BEGIN Selected passage

I use tf.contrib.tpu.keras_to_tpu_model
to make my code be able to run on TPU,but it took 170 hours to finish an epoch while CPU took the same time and GPU took only 40 hours per epoch.I tried to adjust batch size but nothing changed.And I've tested the input function may take up 20% of the run time when running on GPU, so I think it's maybe not the main reason.
Here is my code:https://github.com/WangHexie/DHNE/blob/master/src/hypergraph_embedding.py
Run on colab:
- TPU:https://colab.research.google.com/gist/WangHexie/30c385509f9cd93be747f04c39f039a4/tpu-error.ipynb
- GPU:https://colab.research.google.com/gist/WangHexie/5bfac53bf92ef0ad527f15ddbf8705e1/-gpu-ipynb.ipynb
The model:
def build_model(self):
self.inputs = [Input(shape=(self.options.dim_feature[i], ), name='input_{}'.format(i), dtype='float') for i in range(3)]
self.encodeds = [Dense(self.options.embedding_size[i], activation='tanh', name='encode_{}'.format(i))(self.inputs[i]) for i in range(3)]
self.decodeds = [Dense(self.options.dim_feature[i], activation='sigmoid', name='decode_{}'.format(i),
activity_regularizer = regularizers.l2(0.0))(self.encodeds[i]) for i in range(3)]
self.merged = concatenate(self.encodeds, axis=1)

END Selected passage
BEGIN Information provided

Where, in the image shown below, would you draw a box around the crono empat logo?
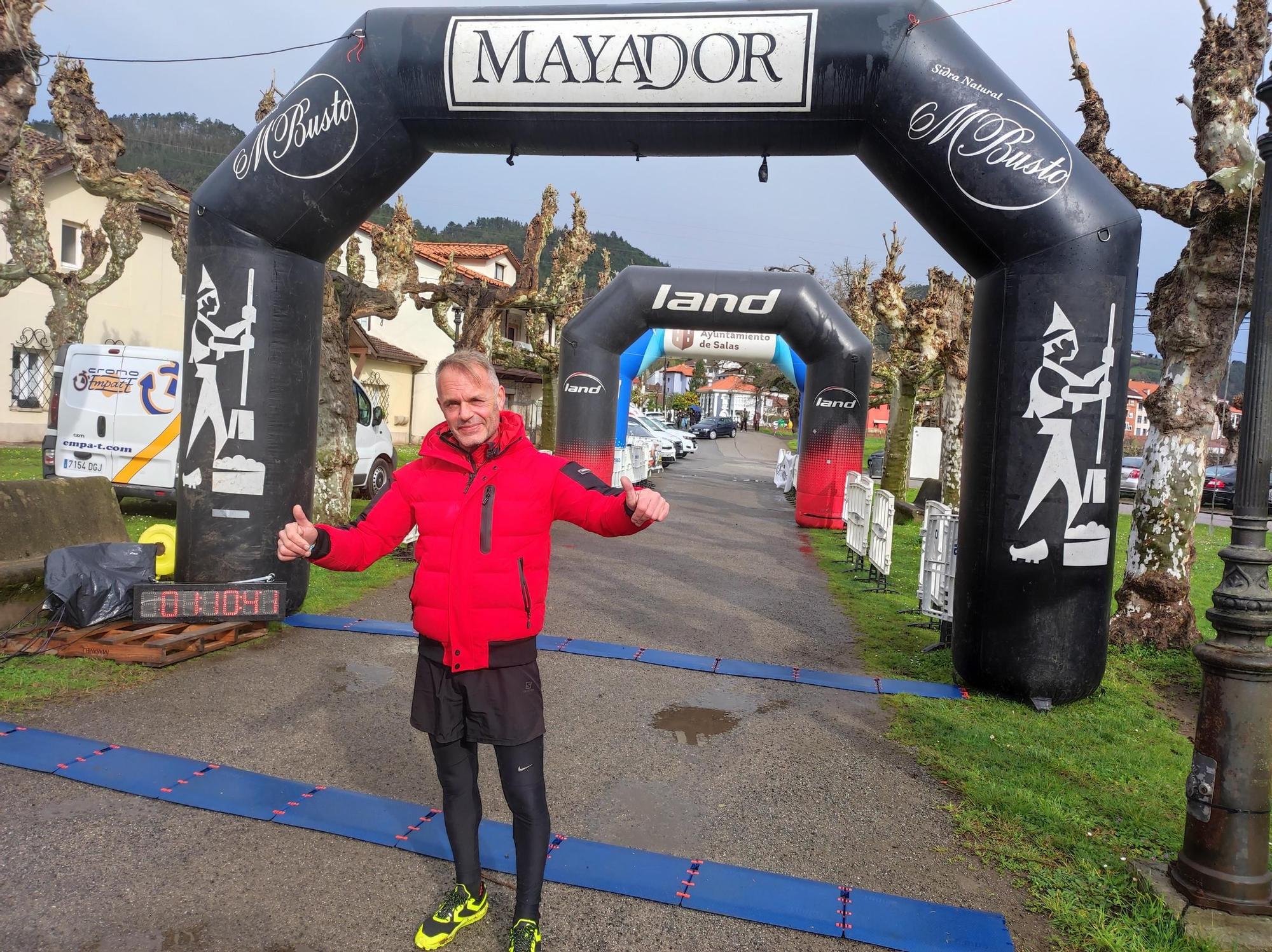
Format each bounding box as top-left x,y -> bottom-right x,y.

END Information provided

Brief
Pick up the TPU training post right after its last line and keep writing it. The data has nothing to do with the TPU training post.

Response for this exercise
self.hidden_layer = Dense(self.options.hidden_size, activation='tanh', name='full_connected_layer')(self.merged)
self.ouput_layer = Dense(1, activation='sigmoid', name='classify_layer')(self.hidden_layer)
self.model = Model(inputs=self.inputs, outputs=self.decodeds+[self.ouput_layer])
self.model.compile(optimizer=tf.train.AdamOptimizer(learning_rate=self.options.learning_rate),
loss=[self.sparse_autoencoder_error]*3+['binary_crossentropy'],
loss_weights=[self.options.alpha]*3+[1.0],
metrics=dict([('decode_{}'.format(i), 'mse') for i in range(3)]+[('classify_layer', 'accuracy')]))
self.model = tf.contrib.tpu.keras_to_tpu_model(
self.model,
strategy=tf.contrib.tpu.TPUDistributionStrategy(
tf.contrib.cluster_resolver.TPUClusterResolver(
tpu='grpc://' + os.environ['COLAB_TPU_ADDR'])
)
)
self.model.summary()